BEGIN Excerpt to read
California is paying a price for the shaky rollout of its legal marijuana market.
Budget documents released Thursday show California Gov. Gavin Newsom’s administration is scaling back what it expects to collect in cannabis tax revenue by $223 million through June 2020.
What that means is that slower-than-expected pot sales are gouging a hole in California’s budget.
Industry officials say most consumers continue to purchase pot in the illegal market, where they avoid taxes that can near 50 percent in some communities.
State taxes include a 15 percent levy on purchases of all cannabis and cannabis products, including medical pot.
Local governments are free to add taxes on sales and growing too, which has created a patchwork of rates around the state.
In Long Beach, the overall tax on recreational pot is 33.25 percent. That includes the 15 percent state cannabis excise tax, plus the city’s 8 percent excise tax and a 10.25 percent sales tax.
The city last year cited lagging marijuana sales tax revenue as a reason for a projected $9 million budget shortfall. In April, leaders discussed enacting a two-year pilot program that would give non-retail businesses a break on tax rates, provide incentives and streamline processes to help the industry get off the ground.
END Excerpt to read
BEGIN Listed records
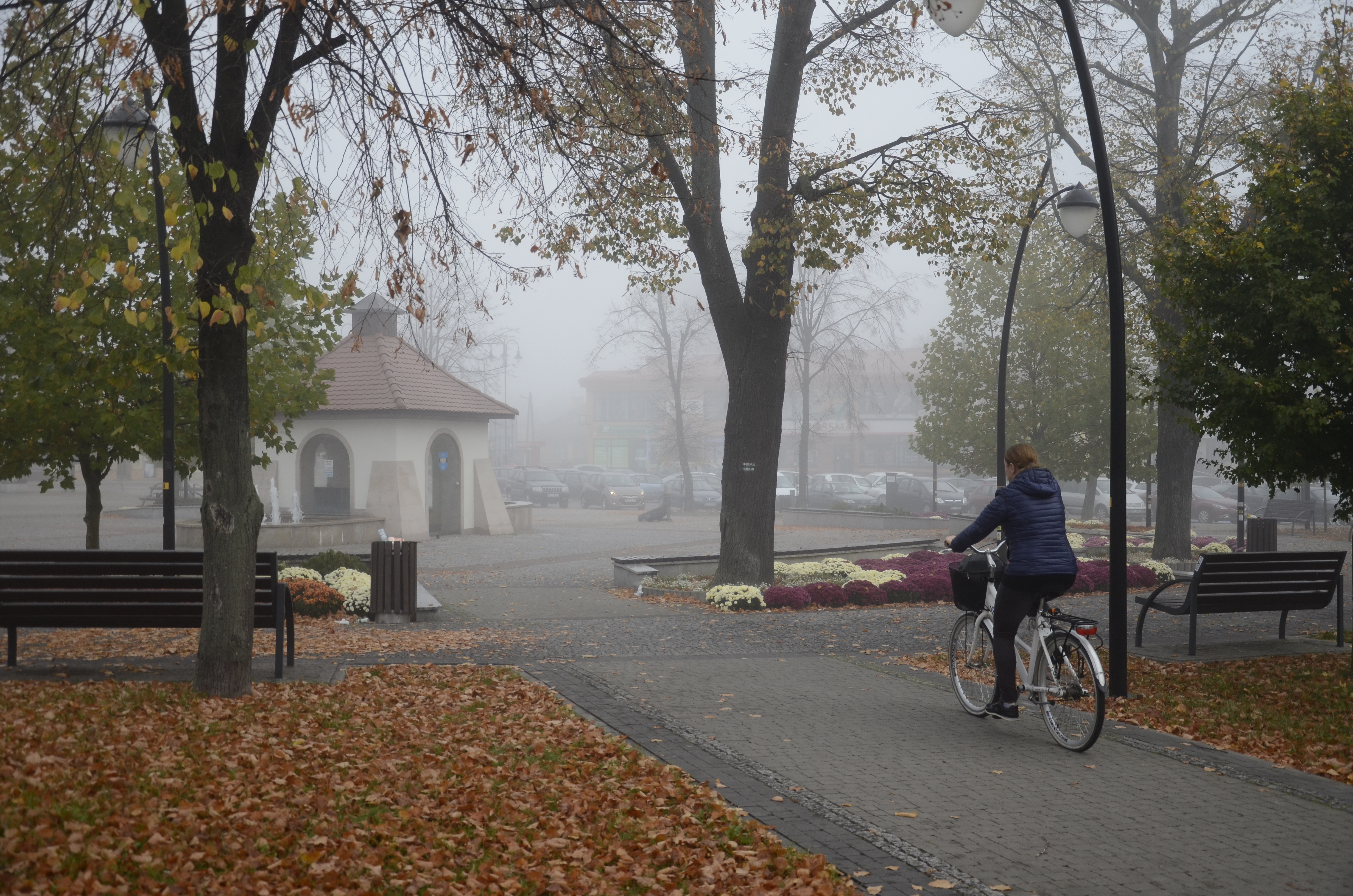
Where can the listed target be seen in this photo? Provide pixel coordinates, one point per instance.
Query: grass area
(420, 780)
(1293, 711)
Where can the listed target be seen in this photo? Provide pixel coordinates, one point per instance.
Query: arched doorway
(325, 478)
(444, 486)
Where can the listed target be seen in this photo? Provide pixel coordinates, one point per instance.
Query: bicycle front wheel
(1074, 703)
(972, 667)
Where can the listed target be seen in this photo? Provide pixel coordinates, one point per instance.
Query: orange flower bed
(431, 780)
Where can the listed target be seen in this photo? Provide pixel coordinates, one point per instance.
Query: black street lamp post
(956, 17)
(132, 128)
(1078, 214)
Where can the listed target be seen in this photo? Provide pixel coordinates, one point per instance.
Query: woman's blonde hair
(1022, 458)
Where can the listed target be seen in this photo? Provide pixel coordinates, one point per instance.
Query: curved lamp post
(133, 132)
(1076, 212)
(956, 17)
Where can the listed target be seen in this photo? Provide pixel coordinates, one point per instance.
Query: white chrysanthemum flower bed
(838, 566)
(355, 588)
(876, 577)
(735, 597)
(1163, 572)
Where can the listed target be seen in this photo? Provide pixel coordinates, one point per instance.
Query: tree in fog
(666, 336)
(1179, 87)
(841, 321)
(1059, 380)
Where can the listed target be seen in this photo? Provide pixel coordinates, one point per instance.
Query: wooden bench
(1253, 584)
(128, 589)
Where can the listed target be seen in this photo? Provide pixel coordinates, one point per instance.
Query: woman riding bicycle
(1041, 562)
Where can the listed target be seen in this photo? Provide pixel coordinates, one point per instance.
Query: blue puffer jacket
(1031, 514)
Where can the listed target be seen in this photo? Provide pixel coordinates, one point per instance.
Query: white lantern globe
(1076, 210)
(954, 17)
(129, 132)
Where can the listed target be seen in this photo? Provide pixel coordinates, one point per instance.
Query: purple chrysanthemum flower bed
(795, 599)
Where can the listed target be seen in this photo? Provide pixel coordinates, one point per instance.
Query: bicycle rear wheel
(972, 667)
(1074, 707)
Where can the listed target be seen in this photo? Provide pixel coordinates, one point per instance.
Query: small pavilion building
(401, 440)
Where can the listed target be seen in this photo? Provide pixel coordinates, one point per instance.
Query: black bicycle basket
(969, 578)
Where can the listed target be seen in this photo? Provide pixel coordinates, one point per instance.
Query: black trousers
(1018, 599)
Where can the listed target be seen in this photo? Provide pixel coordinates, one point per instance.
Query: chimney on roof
(374, 316)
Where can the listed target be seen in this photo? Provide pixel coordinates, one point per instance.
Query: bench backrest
(1259, 583)
(117, 589)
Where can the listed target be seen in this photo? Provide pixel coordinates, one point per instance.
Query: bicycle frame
(1045, 630)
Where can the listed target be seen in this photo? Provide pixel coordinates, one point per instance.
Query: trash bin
(394, 581)
(1260, 535)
END Listed records
(Aim of the task)
Answer these questions from the cannabis tax article, one per line:
1. By how much is the Newsom administration scaling back its expected cannabis tax revenue, and through when?
2. What percentage is the state levy on purchases of all cannabis and cannabis products?
3. What is the overall tax on recreational pot in Long Beach?

(Finished exercise)
1. By $223 million, through June 2020.
2. 15 percent.
3. 33.25 percent.